28/09/2019 - 13:30 - 15:00 EO-35C - GT 35 - Vulnerabilidade Infanto-Juvenil: Configurações e Enfrentamentos |
30557 - PERDA DENTÁRIA PRECOCE EM CRIANÇAS: NARRATIVAS SOBRE VULNERABILIDADES DE UM CORPO MARCADO FERNANDO VALENTIM BITENCOURT - UFRGS, JONAS DE ALMEIDA RODRIGUES - UFRGS, RAMONA FERNANDA CERIOTTI TOASSI - UFRGS
Introdução: A perda dentária é um problema de saúde pública que pode afetar a qualidade de vida das pessoas, trazendo um contexto de vulnerabilidades expresso por impactos físicos e/ou psicossociais. Apesar da relevância científica e clínica do tema, o fenômeno da perda dentária precoce, em crianças, tem sido pouco abordado na literatura.
Objetivo: Compreender o significado da experiência da perda precoce de dentes decíduos na vida de crianças, a partir da percepção de seus cuidadores.
Metodologia: A pesquisa buscou fundamentos nos preceitos metodológicos da pesquisa qualitativa, caracterizando-se como um estudo de caso. A perspectiva teórico-metodológica seguiu o enfoque da fenomenologia, centrada na experiência vivenciada da perda dentária decídua precoce enquanto expressão histórico-cultural de um grupo social. Os participantes foram cuidadores de crianças que foram atendidas no serviço de Odontologia de uma Universidade pública do Sul do Brasil (mãe, pai ou cuidador responsável que estava acompanhando a criança no momento da consulta odontológica). As crianças deveriam ter até 12 anos e apresentarem perda precoce de pelo menos um dente decíduo. A perda dentária foi identificada por meio da análise dos prontuários odontológicos (critérios de análise: registro da ausência dentária e o exame radiográfico). A partir dessa identificação, entrevistas individuais foram realizadas com o cuidador principal das crianças, seguindo um roteiro semiestruturado. As entrevistas foram realizadas por um único pesquisador, com experiência em pesquisa qualitativa, gravadas em equipamento de áudio e posteriormente transcritas. A amostra foi intencional por saturação. O encerramento das entrevistas foi determinado pelo critério da saturação e pela densidade do material produzido. O material textual foi interpretado por meio da análise de conteúdo proposta por Bardin (categorias emergentes), sendo apoiada pelo software ATLAS.ti (Visual Qualitative Data Analysis). O estudo teve aprovação do Comitê de Ética em Pesquisa da Universidade (Parecer 1.652.310).

++++++++++++++++++++

Suas tarefas:
1) Responda com base no resumo:
(a) Qual era a idade máxima das crianças incluídas na pesquisa?
(b) Qual software apoiou a análise do material textual?
(c) Qual é o número do parecer de aprovação do Comitê de Ética em Pesquisa?
2) Reescreva o trecho do resumo que começa com as palavras contendo "28/09/2019 - 13:30" e termina com "abordado na literatura.", substituindo "saúde pública" por "saúde coletiva".
3) Liste todos os autores do trabalho apresentado no resumo.

Informações extraídas:
++++++++++++++++++++

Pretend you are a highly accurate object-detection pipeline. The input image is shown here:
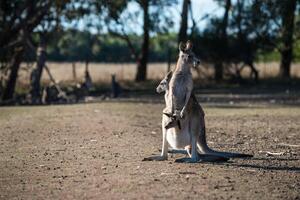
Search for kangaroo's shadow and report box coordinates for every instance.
[215,157,300,172]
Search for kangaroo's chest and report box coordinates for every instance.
[170,73,193,107]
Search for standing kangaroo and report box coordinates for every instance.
[163,41,199,128]
[144,72,252,162]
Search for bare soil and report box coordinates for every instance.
[0,102,300,200]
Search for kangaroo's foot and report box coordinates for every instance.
[142,156,168,161]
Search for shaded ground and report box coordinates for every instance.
[0,102,300,199]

++++++++++++++++++++

Respostas por item:
1)
(a) Até 12 anos.
(b) ATLAS.ti (Visual Qualitative Data Analysis).
(c) Parecer 1.652.310.

2)
28/09/2019 - 13:30 - 15:00 EO-35C - GT 35 - Vulnerabilidade Infanto-Juvenil: Configurações e Enfrentamentos |
30557 - PERDA DENTÁRIA PRECOCE EM CRIANÇAS: NARRATIVAS SOBRE VULNERABILIDADES DE UM CORPO MARCADO FERNANDO VALENTIM BITENCOURT - UFRGS, JONAS DE ALMEIDA RODRIGUES - UFRGS, RAMONA FERNANDA CERIOTTI TOASSI - UFRGS
Introdução: A perda dentária é um problema de saúde coletiva que pode afetar a qualidade de vida das pessoas, trazendo um contexto de vulnerabilidades expresso por impactos físicos e/ou psicossociais. Apesar da relevância científica e clínica do tema, o fenômeno da perda dentária precoce, em crianças, tem sido pouco abordado na literatura.

3)
FERNANDO VALENTIM BITENCOURT
JONAS DE ALMEIDA RODRIGUES
RAMONA FERNANDA CERIOTTI TOASSI